--- RECORDS FOR PROCESSING Enclosed Below ---
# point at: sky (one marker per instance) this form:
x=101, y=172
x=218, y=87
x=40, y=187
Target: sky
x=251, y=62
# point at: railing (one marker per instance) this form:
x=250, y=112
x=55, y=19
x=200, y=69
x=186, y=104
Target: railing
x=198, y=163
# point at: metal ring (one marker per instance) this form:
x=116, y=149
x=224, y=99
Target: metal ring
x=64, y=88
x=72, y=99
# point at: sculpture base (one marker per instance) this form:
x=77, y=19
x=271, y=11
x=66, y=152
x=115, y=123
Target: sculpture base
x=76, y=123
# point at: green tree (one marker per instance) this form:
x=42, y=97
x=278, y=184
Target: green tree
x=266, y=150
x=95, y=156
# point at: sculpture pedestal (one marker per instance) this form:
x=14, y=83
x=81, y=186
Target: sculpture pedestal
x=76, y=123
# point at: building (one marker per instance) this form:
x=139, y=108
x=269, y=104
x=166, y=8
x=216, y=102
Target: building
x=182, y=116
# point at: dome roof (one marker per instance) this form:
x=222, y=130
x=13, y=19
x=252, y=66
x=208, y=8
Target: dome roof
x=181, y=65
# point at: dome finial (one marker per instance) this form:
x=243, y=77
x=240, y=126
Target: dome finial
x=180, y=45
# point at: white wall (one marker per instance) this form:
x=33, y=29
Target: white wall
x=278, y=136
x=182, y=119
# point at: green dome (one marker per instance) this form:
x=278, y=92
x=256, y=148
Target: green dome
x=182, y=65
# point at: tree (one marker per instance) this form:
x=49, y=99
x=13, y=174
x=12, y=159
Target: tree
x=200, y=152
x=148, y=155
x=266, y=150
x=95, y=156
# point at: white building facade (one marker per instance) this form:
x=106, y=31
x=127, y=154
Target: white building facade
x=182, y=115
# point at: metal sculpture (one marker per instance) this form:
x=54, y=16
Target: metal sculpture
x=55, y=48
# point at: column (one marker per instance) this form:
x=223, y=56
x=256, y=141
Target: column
--- End of Enclosed RECORDS FOR PROCESSING ---
WORK TO COMPLETE: Each line in the records above must be returned exactly as it stands.

FINAL ANSWER:
# point at: sky (one marker per instance) this form:
x=101, y=172
x=218, y=87
x=40, y=187
Target: sky
x=251, y=62
# point at: railing (one marker per instance) this form:
x=250, y=112
x=55, y=19
x=200, y=69
x=186, y=104
Target: railing
x=198, y=163
# point at: metal ring (one marker per instance) this form:
x=116, y=149
x=224, y=99
Target: metal ring
x=64, y=88
x=72, y=99
# point at: sculpture base (one marker per instance) this form:
x=77, y=19
x=271, y=11
x=66, y=152
x=115, y=123
Target: sculpture base
x=76, y=123
# point at: green tree (one marker per instance) this form:
x=42, y=97
x=278, y=184
Target: green tree
x=266, y=150
x=95, y=156
# point at: sculpture pedestal (one marker per instance) this form:
x=14, y=83
x=81, y=186
Target: sculpture pedestal
x=76, y=123
# point at: building (one marker per instance) this form:
x=139, y=108
x=269, y=104
x=166, y=8
x=216, y=102
Target: building
x=182, y=116
# point at: dome roof (one marker per instance) this form:
x=222, y=130
x=13, y=19
x=252, y=66
x=208, y=8
Target: dome roof
x=181, y=65
# point at: dome finial (one marker per instance) this form:
x=243, y=77
x=240, y=126
Target: dome finial
x=180, y=45
# point at: white wall (one marker per instance) this form:
x=33, y=29
Target: white wall
x=278, y=136
x=182, y=119
# point at: green dome (one marker per instance) this form:
x=278, y=92
x=256, y=148
Target: green dome
x=182, y=65
# point at: tree (one marker per instance) this form:
x=49, y=99
x=13, y=174
x=12, y=159
Target: tree
x=200, y=152
x=148, y=155
x=266, y=150
x=95, y=156
# point at: white building facade (one marker per instance) this form:
x=106, y=31
x=127, y=154
Target: white building facade
x=182, y=115
# point at: metal sculpture (one marker per instance) this form:
x=54, y=16
Target: metal sculpture
x=55, y=48
# point at: column (one marker per instance) this form:
x=223, y=56
x=256, y=141
Target: column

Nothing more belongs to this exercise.